▶ GIVEN TEXT
----

So Chagnon’s characterization of the Yanomamö as “the fierce people” alone could have gained him a fair number of academic enemies within anthropology, especially as cultural anthropologists moved en masse into political advocacy, including feminist and antiwar endeavors. But exacerbating tensions was the fact that Chagnon had the classic Galilean personality, complete with political tone dumbness—that inability (or constitutional unwillingness) to sing in tune. Indeed, descriptions of Chagnon provided to me by both his friends and enemies sounded eerily reminiscent of Galileo: a risk-taker, a loyal friend, a scientist obsessed with quantitative description, a brazen challenger to orthodoxy. When I came along, there remained an open question among Chagnon’s colleagues as to whether he was such a rough character because he spent his formative adult years among the Yanomamö, or whether he was able to study the Yanomamö precisely because he was
already
such a tough character. (Most colleagues guessed the latter.) But no one who knew Chagnon personally imagined him to be the kind of guy who could ever have had a polite academic conversation with colleagues whose political sensibilities caused them to challenge Chagnon’s view of the world.
The battles within anthropology between Chagnon and his detractors had finally exploded onto the world scene when, in 2000, following up on Chagnon’s disciplinary critics, the self-styled “journalist” Patrick Tierney started publicly alleging that, beginning in the 1960s, Chagnon had committed one atrocity after another against the Yanomamö. Tierney called his book on the subject
Darkness in El Dorado
: How Scientists and Journalists Devastated the Amazon.

----

▶ MATERIAL SUPPLIED
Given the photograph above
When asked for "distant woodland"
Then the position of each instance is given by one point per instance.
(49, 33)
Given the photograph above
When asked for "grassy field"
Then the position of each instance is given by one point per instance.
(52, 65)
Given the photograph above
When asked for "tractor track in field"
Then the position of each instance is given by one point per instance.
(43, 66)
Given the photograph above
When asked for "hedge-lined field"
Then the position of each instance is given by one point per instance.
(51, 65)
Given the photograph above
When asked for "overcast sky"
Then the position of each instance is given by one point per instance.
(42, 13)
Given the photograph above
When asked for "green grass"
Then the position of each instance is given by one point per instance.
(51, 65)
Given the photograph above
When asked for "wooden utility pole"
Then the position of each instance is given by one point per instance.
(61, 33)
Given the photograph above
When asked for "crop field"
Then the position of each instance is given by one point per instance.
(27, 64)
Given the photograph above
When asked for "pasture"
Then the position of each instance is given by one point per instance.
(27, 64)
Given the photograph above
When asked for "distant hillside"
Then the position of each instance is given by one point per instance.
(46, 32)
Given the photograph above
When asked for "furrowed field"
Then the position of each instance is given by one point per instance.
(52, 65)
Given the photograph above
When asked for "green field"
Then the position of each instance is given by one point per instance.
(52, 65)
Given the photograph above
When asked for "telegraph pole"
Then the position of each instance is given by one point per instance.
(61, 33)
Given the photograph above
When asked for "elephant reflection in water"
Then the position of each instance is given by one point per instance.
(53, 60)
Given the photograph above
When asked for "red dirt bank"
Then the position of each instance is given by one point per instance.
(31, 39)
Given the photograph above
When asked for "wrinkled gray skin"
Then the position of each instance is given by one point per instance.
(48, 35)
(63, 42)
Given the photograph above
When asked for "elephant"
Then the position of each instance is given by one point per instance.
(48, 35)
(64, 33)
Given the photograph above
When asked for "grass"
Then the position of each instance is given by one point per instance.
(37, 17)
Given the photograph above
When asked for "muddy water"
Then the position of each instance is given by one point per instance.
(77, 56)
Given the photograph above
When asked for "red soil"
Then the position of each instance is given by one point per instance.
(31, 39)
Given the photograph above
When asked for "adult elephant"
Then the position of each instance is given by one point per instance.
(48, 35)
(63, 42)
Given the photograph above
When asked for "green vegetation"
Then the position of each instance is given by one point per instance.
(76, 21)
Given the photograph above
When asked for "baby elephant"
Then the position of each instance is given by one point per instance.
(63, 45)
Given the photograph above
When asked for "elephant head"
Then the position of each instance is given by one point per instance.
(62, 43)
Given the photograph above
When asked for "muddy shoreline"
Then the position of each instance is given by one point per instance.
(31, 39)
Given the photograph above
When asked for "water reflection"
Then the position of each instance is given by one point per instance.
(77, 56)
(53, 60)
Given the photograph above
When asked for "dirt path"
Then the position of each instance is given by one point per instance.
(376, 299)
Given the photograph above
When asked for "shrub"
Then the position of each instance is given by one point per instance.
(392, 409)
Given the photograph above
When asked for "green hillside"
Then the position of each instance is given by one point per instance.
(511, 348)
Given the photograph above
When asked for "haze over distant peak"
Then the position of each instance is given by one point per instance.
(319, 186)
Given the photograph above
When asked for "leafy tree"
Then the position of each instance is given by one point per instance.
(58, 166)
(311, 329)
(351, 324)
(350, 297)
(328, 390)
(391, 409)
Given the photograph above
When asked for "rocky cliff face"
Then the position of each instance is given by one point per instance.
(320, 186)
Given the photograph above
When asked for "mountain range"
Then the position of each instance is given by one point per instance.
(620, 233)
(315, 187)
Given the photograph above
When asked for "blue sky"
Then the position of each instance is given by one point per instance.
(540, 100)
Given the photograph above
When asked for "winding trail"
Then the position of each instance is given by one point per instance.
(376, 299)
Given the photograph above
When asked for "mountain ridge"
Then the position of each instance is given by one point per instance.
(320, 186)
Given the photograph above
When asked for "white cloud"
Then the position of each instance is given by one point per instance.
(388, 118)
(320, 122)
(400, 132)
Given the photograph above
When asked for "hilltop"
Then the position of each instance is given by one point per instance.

----

▶ THE TASK
Please copy out the Chagnon passage between "The battles within" and "Devastated the Amazon.", inclusive. You can set the items aside.

▶ RESULT FOR THIS EXERCISE
The battles within anthropology between Chagnon and his detractors had finally exploded onto the world scene when, in 2000, following up on Chagnon’s disciplinary critics, the self-styled “journalist” Patrick Tierney started publicly alleging that, beginning in the 1960s, Chagnon had committed one atrocity after another against the Yanomamö. Tierney called his book on the subject
Darkness in El Dorado
: How Scientists and Journalists Devastated the Amazon.